GOAL OF THE EXERCISE: In the article on Novartis's field force cuts, about how much are the layoffs expected to cost?

Effective January 1, Novartis will reduce its US field force by 1,400 positions, the firm said, as it braces for patent expiries and shifts resources for product launches.

The layoffs, expected to cost about $85 million according to a company statement, will come in the General Medicines field force. The restructuring does not affect oncology or the Sandoz generics unit, spokesperson Julie Masow told MM&M.

Novartis said its business is changing due to pending patent expirations and pipeline products, new launches expected within primary care and growth within specialty care. The Swiss firm is losing Femara (cancer) in 2011, Diovan (hypertension) in 2012 and Gleevec (cancer) in 2015 to generics.

Recent launches have included Gilenya, the first oral disease-modifying drug for multiple sclerosis, which won approval in September and launched last month. Also this year, Sandoz released a difficult-to-copy version of antithrombotic Lovenox. Pipeline products are in various stages of development.

“[Novartis] has a robust pipeline and the future growth potential for our organization remains strong,” said Andy Wyss, head of Novartis Pharma North America and president of Novartis Pharmaceuticals Corp. The changes “will enable us to focus our resources on key launch products and capture opportunities in both primary care and specialty medicines.”

Fellow Swiss pharma Roche recently detailed plans to cut 4,800 jobs, with another 1,500 positions being either transferred or outsourced to third parties.

DATA UNDER STUDY:
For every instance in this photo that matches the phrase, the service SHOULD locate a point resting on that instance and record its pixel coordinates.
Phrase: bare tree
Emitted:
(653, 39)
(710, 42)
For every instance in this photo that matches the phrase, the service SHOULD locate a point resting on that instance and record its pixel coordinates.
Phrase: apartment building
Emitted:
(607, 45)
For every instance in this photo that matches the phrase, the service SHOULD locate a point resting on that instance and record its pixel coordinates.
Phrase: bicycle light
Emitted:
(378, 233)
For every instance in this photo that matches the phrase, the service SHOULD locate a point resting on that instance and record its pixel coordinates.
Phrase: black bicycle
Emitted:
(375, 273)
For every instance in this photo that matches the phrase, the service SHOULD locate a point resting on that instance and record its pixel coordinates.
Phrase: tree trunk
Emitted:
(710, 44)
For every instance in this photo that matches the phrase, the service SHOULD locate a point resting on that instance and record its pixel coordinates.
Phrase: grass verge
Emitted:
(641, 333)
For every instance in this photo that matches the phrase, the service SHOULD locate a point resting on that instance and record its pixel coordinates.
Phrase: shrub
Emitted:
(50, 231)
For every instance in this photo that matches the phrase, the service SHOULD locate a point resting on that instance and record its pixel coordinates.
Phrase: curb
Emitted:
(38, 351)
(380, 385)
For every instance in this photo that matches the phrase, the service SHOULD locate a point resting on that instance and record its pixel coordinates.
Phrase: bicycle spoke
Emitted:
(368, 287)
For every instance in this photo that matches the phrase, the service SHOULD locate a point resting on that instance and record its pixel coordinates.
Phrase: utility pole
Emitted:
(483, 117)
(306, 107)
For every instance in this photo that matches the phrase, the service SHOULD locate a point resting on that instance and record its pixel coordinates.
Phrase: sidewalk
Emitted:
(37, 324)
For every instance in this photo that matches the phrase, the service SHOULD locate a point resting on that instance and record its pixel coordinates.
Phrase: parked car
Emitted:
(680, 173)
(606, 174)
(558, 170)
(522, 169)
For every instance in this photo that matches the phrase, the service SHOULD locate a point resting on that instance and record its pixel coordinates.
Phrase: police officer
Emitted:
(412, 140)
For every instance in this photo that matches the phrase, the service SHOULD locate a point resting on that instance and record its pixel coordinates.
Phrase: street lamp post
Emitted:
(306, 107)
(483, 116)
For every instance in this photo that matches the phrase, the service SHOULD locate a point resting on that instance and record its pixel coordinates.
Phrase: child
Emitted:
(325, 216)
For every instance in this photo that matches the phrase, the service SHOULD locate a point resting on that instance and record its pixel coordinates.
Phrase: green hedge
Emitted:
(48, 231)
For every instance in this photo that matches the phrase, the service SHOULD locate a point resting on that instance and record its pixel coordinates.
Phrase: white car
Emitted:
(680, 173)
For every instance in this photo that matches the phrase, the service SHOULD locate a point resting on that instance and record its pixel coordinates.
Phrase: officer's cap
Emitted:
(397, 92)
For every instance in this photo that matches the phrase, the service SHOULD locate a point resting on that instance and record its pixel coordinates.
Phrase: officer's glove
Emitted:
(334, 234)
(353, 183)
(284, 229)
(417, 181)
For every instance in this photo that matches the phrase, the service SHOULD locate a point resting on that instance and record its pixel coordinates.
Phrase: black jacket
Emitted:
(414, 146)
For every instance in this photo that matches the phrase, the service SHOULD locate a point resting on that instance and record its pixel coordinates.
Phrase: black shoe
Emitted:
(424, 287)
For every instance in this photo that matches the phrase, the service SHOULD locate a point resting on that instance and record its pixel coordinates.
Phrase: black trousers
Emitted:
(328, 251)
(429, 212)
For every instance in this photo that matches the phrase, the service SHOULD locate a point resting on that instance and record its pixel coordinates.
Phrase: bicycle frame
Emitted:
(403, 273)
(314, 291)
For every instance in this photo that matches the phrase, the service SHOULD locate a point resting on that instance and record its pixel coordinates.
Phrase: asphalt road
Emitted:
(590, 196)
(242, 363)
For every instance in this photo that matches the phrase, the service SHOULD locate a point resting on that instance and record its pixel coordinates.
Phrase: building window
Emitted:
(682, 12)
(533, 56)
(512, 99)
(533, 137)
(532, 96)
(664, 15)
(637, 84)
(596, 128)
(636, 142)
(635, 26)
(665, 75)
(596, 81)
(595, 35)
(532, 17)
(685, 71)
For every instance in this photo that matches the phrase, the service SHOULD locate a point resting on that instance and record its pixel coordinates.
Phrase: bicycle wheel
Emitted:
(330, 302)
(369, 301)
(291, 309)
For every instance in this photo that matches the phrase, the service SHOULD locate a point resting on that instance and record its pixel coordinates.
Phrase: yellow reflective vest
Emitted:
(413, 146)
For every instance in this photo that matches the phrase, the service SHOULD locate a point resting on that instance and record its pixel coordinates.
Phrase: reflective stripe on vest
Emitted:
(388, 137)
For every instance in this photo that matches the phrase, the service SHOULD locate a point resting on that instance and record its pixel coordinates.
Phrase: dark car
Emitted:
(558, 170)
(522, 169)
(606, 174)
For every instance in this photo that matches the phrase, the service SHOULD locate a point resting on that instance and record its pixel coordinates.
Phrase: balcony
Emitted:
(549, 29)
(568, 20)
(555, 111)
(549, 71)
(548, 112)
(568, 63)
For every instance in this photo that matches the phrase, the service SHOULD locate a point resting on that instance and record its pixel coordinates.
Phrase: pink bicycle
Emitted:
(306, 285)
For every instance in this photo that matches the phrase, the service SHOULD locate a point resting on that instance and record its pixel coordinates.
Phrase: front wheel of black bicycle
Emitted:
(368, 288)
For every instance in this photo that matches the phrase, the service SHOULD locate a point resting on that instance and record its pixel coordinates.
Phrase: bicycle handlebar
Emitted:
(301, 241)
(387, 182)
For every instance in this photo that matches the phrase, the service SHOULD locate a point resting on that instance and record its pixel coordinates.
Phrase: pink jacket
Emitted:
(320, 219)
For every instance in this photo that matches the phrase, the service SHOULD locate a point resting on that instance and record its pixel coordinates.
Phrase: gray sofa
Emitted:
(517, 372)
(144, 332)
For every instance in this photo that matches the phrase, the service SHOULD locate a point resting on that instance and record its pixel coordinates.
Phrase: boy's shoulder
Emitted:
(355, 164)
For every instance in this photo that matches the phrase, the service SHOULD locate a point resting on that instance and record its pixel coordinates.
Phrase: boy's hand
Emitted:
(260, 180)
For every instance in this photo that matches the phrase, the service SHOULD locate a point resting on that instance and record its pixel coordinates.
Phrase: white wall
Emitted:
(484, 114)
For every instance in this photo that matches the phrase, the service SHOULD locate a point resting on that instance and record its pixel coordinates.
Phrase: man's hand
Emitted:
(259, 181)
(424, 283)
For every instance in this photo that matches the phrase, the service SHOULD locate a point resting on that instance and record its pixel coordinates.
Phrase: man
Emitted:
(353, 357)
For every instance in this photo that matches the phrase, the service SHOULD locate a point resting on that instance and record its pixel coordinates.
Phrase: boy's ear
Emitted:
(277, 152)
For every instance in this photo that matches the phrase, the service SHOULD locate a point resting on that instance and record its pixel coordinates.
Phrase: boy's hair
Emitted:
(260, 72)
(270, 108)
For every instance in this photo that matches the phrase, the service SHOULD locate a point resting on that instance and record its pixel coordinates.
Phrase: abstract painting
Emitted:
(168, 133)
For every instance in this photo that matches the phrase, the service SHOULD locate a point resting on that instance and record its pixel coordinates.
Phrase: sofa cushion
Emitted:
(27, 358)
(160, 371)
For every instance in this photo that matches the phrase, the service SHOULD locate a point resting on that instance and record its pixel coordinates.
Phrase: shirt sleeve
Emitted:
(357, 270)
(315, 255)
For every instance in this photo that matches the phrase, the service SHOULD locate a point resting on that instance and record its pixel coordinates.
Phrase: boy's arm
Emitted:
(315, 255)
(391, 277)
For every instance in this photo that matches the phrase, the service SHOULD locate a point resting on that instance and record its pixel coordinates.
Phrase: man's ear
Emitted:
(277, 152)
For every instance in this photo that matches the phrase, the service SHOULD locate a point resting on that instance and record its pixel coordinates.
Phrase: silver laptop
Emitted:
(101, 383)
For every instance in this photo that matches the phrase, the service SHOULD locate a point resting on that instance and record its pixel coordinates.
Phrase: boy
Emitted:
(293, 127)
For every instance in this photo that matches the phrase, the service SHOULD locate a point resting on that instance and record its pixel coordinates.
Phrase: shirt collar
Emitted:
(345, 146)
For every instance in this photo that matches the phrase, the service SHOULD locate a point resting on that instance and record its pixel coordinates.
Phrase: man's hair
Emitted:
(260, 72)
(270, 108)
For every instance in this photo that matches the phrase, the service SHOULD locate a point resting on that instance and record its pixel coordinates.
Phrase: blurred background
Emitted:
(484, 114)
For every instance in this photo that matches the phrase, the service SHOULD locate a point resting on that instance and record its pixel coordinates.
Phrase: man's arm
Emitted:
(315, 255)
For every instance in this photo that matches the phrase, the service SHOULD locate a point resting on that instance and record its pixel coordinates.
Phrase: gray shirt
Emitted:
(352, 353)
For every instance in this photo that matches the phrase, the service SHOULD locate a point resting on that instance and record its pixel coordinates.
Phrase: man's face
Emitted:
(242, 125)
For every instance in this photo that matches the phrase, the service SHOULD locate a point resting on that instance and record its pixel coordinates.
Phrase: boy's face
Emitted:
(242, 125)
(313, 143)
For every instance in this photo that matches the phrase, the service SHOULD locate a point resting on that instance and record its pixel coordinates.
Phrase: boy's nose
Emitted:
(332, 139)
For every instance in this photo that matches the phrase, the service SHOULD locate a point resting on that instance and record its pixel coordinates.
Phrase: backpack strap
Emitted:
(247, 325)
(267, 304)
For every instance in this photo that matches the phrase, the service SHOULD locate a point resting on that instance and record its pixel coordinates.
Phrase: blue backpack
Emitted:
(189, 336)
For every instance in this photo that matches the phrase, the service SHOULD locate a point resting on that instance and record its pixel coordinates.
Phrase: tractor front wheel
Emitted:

WRITTEN SOLUTION: About $85 million.